**Consigne:** Reprenez le texte sur le vagamondage et la numérisation des négatifs argentiques à la suite de sa dernière phrase, et poursuivez-en la rédaction.

··· Texte présenté

Premier néophotologisme commençant par un V a priori, mais il faudrait que je m’en assure. Et celui-ci me concerne directement – mais pas exclusivement ! – puisque vagamonder consiste tout simplement à vagabonder à la surface du monde par tous les moyens possibles et sans autre but que de se nourrir et de s’émerveiller de l’altérité, qu’elle soit philosophique, géographique, ethnologique ou anthropologique. Ainsi, je vagamonde avec un bonheur sans cesse renouvelé qui appelle au départ constant.
L’an passé ou plus loin encore, faute de clone compréhensif ou plutôt de clone tout court, je me suis mise à scanner, plus ou moins méthodiquement, les négatifs de mes années argentiques. Au bout du 4 487e scan, je me suis sentie un peu lasse… La répétition sans doute. J’ai donc stoppé là, temporairement j’espère, ma mission de préservation et de réactivation de ma mémoire. En quelques semaines, j’avais ainsi vu défiler plusieurs années de ma vie, essentiellement la partie composée de voyages et d’évasions, celle des moments forts.

······
··· Informations fournies

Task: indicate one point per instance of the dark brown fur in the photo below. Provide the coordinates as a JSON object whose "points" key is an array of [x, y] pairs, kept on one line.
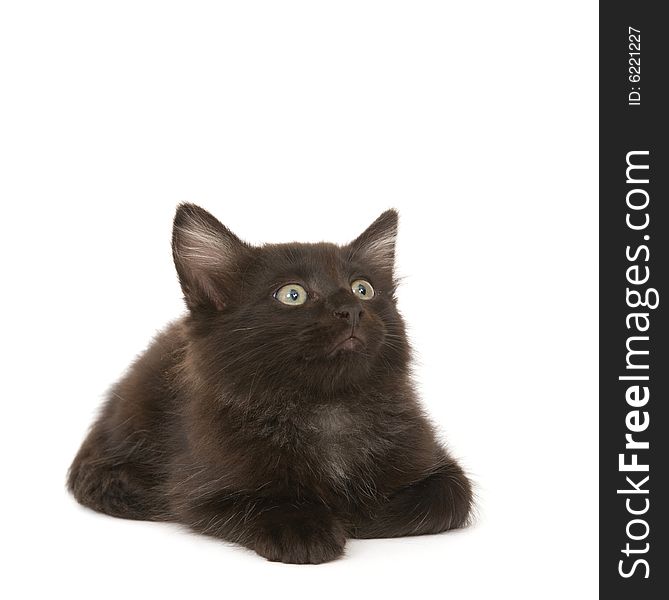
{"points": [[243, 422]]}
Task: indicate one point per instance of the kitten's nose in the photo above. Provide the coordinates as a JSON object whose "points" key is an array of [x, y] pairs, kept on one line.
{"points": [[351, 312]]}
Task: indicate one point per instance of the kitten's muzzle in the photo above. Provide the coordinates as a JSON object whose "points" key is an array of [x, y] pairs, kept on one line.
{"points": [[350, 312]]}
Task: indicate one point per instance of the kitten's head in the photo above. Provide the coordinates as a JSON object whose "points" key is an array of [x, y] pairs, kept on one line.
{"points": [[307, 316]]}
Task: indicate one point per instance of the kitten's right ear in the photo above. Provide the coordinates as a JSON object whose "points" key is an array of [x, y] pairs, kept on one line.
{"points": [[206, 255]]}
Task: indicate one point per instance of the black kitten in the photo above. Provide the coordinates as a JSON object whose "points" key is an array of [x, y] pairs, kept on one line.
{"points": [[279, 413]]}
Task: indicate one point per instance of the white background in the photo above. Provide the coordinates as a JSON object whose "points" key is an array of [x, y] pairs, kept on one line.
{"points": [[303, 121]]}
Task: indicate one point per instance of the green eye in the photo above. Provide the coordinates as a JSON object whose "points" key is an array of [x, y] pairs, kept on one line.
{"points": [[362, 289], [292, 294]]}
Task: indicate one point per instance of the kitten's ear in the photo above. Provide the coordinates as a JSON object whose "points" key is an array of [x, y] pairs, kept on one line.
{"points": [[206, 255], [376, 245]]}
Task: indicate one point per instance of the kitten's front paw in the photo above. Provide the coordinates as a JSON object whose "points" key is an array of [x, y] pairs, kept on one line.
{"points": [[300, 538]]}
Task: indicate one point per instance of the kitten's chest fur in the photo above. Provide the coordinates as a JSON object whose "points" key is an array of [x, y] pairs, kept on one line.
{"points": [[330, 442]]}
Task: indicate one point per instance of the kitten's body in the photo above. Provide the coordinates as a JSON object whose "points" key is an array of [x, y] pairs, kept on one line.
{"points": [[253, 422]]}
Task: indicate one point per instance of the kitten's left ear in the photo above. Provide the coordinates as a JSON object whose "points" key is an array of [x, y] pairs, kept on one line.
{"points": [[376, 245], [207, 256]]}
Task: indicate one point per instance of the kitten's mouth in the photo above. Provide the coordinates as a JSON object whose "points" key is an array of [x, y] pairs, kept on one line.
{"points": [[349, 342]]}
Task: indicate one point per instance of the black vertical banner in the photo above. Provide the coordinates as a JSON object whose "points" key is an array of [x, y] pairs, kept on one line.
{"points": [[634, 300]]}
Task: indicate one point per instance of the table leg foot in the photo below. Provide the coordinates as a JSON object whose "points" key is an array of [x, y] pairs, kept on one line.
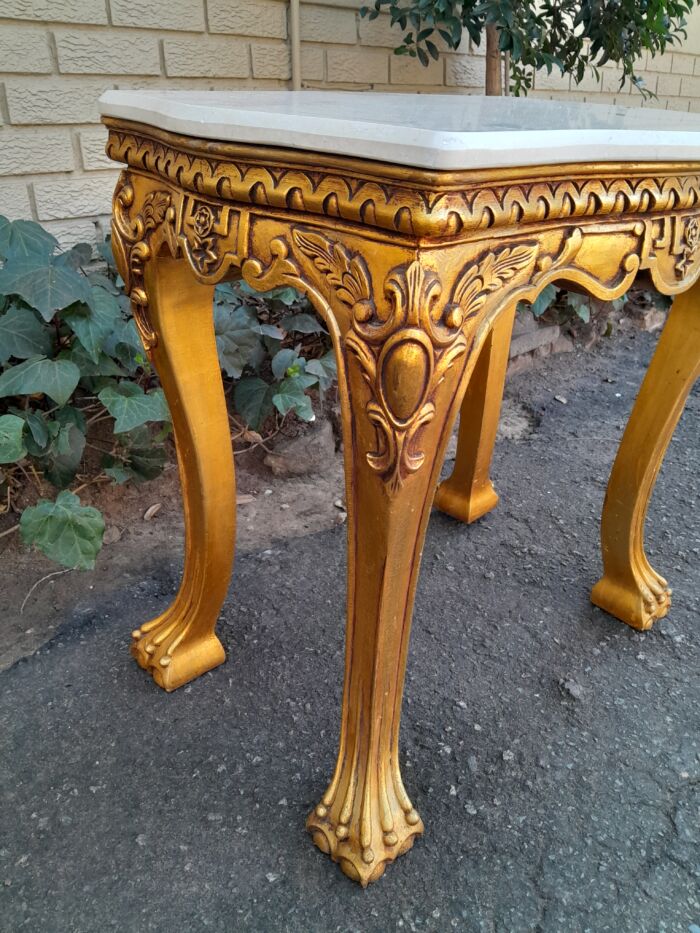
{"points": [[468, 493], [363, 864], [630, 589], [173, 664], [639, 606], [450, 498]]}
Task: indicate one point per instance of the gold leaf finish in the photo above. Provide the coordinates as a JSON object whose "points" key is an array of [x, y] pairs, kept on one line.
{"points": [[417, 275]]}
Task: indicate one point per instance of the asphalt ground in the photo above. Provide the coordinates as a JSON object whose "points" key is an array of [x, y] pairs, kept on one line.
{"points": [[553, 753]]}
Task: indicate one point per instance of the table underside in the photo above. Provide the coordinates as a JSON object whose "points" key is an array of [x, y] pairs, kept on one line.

······

**Résultat attendu:**
J’avais parcouru des dizaines de milliers de kilomètres, du désert du Namib au Machu Picchu en passant par les plages de Californie ; j’avais arpenté New York, Monbasa et Istanbul ; j’avais croisé des manchots, des girafes et même des dromadaires ; j’avais siroté du thé marocain, savouré des pasteis de nata portugaises et dévoré des burgers canadiens le tout arrosé de cappuccinos italiens ; j’avais revu des amis, de la famille et des inconnus, dont certains sont toujours là et d’autres plus… J’avais parcouru tout cela et beaucoup d’autres choses encore sans trop me voir finalement. Ce qui m’avait fait repenser au titre d’un film d’Isabel Coixet, « Ma vie sans moi », même si cela n’avait rien à voir. Ma vie sans moi donc car je n’y apparaissais pas formellement, mais ma vie à moi puisqu’il s’agissait bien là de ce que j’avais vécu et voulu enregistrer de ce que j’avais vu sachant que j’allais certainement l’oublier, un jour prochain, tout du moins dans les détails. C’est une étrange sensation…
A cette époque là, je ne savais pas que la photographie allait prendre autant de place dans ma vie. J’en suis toujours étonnée d’ailleurs (même si cela me paraît tout à fait logique finalement). Ce qui m’a fait poser un regard d’un autre type sur ces images extraites du passé au moment même où je les scannais assez machinalement, me refusant à faire un tri drastique entre les « bonnes » photos ou les « mauvaises » photos. Car une mauvaise photo peut rappeler un très bon souvenir. Au-delà de cette montagne de réminiscences, donc, j’avais devant moi des années de recherche inconsciente, j’avais l’évolution de ma photographie, son cheminement, ses tâtonnements, ses errances, ses ratés (très nombreux a posteriori), ses approximations, ses systématismes, ses retours en arrière, ses réflexions, ses codes, ses leitmotivs, ses déclics et parfois ses fulgurances… Parmi elles, j’ai une vraie tendresse pour cette image. Fin des années 1990. Sri Lanka. Sud. Je suis juste dans la jeep devant. Je ne me cache pas pour prendre cette photo. Aujourd’hui, le trio de tête m’interpelle étrangement. Alors qu’ils sont ensemble, dans cette même unité de lieu motorisée et cahotante, il me semble évident qu’ils sont tous trois ailleurs, chacun sur sa planète, chacun dans son monde, chacun dégageant une atmosphère particulière, chacun avec une relation singulière à ce monde dans lequel, techniquement, nous vivons tous et où nous sommes à la recherche d’éléphants…
Si je focalise toute mon attention sur mes deux amis à la lisière de ce wagon au fer piqué par les années regardant eux-mêmes intensément, fixement, pensifs et comme envoûtés, le futur s’approcher à grandes enjambées et le paysage défiler hors du cadre fermé de cette porte de train ouverte, verrai-je aussi ce qu’ils voient ? En somme, le regard est-il transitif ?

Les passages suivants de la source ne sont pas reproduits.